L’importance prise par l’observation électorale tranchait alors avec les pratiques en place sous l’ère Ben Ali. “La Tunisie avait une sorte de passé sombre sur la question des élections, c’était un traumatisme”, souligne Hatem Nafti. Selon l’essayiste et chercheur en sciences politiques, “ en 2011, on est entré dans une euphorie post-révolutionnaire, ce qui avait permis d’admettre des observateurs”.

Un basculement dans l’opacité, pour “la survie du régime”

“L’euphorie” autour de l’observation électorale est cependant progressivement retombée. Depuis le 25 juillet 2021, trois élections ont eu lieu : le référendum constitutionnel de juillet 2022, les législatives de décembre 2022, et les locales de décembre 2023. “Nous avons choisi de ne pas observer ces élections, car notre positionnement, c’est que le processus par lequel elles avaient été amenées n’était pas légal”, explique Souhaieb Ferchichi.

Consigne donnée a
Dans l'extrait sur l'observation électorale en Tunisie :
(i) En quelle année, selon Hatem Nafti, est-on entré dans une euphorie post-révolutionnaire ?
(ii) Quelles élections ont eu lieu depuis le 25 juillet 2021 ?
(iii) D'après Souhaieb Ferchichi, quelle raison a motivé le choix de ne pas observer ces élections ?

Données de la tâche

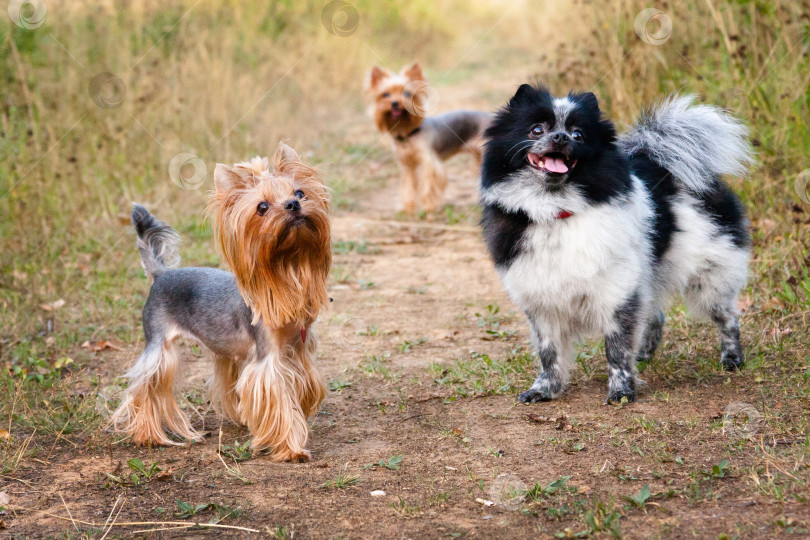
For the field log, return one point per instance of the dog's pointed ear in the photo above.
(589, 100)
(413, 72)
(374, 77)
(284, 157)
(227, 178)
(525, 91)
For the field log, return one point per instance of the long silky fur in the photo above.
(281, 283)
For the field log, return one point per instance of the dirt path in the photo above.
(406, 295)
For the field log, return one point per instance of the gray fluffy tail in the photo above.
(157, 242)
(696, 143)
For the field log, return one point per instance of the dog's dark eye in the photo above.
(537, 130)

Consigne donnée b
Citez à l'identique, dans les rangées, tout ce qui va de la ligne contenant « eye in the photo above. » jusqu'à la fin des rangées.

Réponse complète a
(i) En 2011.
(ii) Le référendum constitutionnel de juillet 2022, les législatives de décembre 2022 et les locales de décembre 2023.
(iii) Le processus par lequel ces élections avaient été amenées n'était pas légal.

Réponse complète b
For the field log, return one point per instance of the dog's dark eye in the photo above.
(537, 130)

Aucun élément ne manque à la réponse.